====== MATERIAL SUPPLIED
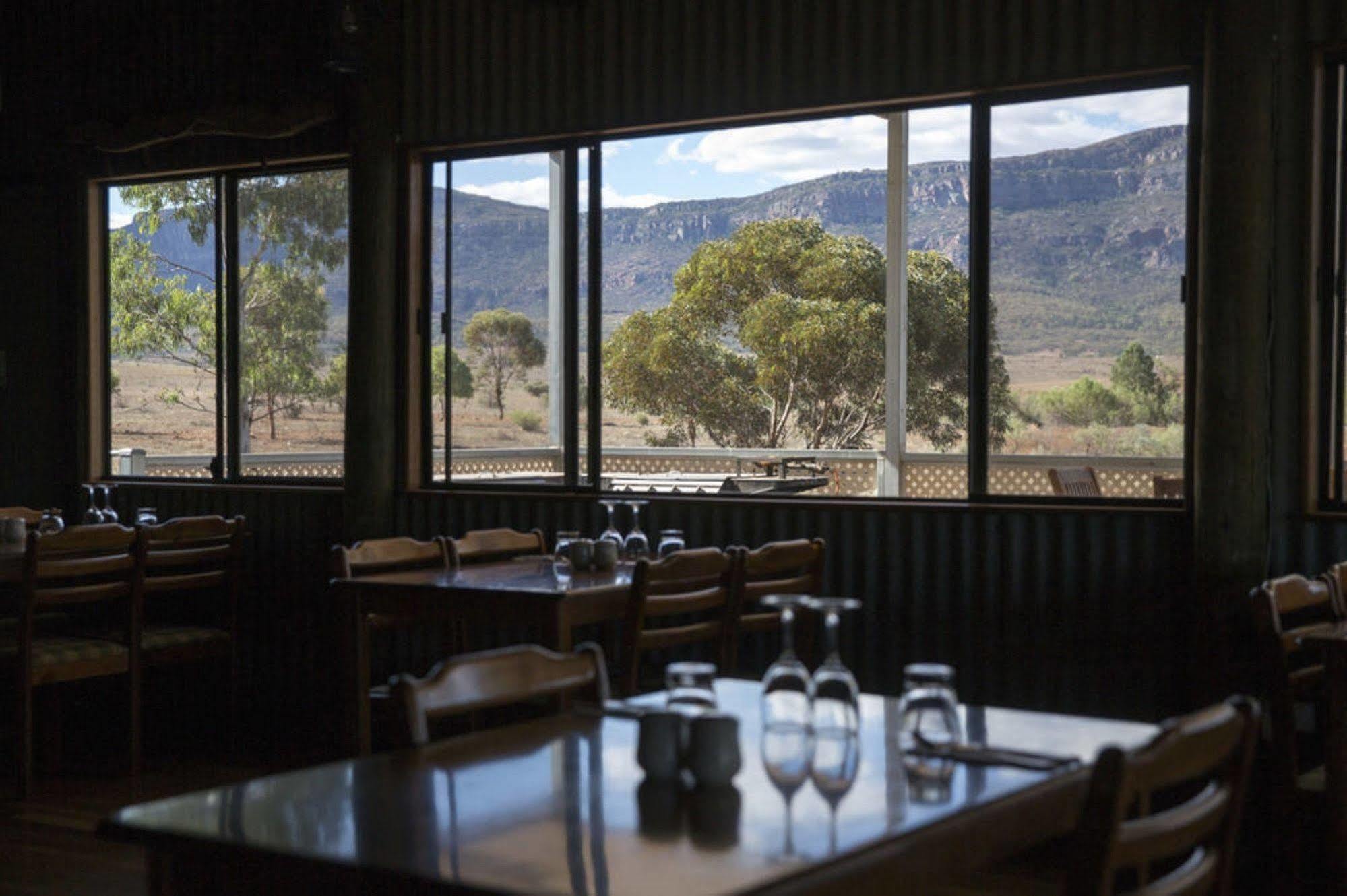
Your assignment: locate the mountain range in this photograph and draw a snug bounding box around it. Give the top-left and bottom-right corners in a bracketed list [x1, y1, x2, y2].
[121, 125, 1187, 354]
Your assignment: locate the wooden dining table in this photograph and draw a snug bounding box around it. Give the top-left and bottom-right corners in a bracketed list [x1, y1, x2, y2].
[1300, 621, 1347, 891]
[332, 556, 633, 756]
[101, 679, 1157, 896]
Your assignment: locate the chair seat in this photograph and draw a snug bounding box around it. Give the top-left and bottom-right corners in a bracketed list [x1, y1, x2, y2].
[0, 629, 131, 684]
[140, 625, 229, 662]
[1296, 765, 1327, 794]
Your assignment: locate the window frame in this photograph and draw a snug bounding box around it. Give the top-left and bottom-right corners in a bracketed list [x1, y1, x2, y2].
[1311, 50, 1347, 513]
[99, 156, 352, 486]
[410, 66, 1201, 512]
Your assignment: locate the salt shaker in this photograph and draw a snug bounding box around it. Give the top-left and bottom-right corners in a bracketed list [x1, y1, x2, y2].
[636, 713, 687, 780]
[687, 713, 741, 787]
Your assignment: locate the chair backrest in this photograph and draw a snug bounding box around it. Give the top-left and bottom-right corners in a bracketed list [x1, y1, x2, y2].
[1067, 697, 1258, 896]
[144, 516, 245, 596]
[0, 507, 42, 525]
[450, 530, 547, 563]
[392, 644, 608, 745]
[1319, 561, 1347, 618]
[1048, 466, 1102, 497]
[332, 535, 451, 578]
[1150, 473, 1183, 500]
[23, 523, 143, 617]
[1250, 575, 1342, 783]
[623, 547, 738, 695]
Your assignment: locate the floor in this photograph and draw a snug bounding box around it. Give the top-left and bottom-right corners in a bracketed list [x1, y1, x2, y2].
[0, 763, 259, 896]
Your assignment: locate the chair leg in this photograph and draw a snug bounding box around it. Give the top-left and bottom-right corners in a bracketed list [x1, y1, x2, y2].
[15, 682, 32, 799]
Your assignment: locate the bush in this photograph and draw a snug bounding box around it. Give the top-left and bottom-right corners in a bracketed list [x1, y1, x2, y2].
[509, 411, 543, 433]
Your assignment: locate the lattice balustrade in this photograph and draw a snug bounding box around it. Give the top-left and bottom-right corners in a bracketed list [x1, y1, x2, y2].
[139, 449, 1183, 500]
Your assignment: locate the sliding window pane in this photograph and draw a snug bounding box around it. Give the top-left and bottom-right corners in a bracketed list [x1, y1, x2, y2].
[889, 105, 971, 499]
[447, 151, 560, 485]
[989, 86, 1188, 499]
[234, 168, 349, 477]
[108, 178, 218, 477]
============
WHAT TO DO: Render the rows from the line with "Your assignment: locate the window" up to and including the line with "[687, 713, 741, 787]" as a two-column CSV with the headers instruction and box. Give one line per row, and put each field in double quotes with any line breaks replaced by spaces.

ANSWER TO THIS EXERCISE:
instruction,box
"Your assignment: locate the window frame in this photograph and draw a snug bounding box around it. Give the top-left and bottom-right corners in a bracketed list [x1, y1, x2, y2].","[1311, 50, 1347, 513] [99, 156, 352, 486] [410, 66, 1201, 512]"
"Your assignment: locate the salt shaker in this photograph and draw a snug bounding box around it. Give the top-left and bottom-right corners in a bracketed list [x1, y1, x2, y2].","[636, 713, 687, 780] [687, 713, 741, 787]"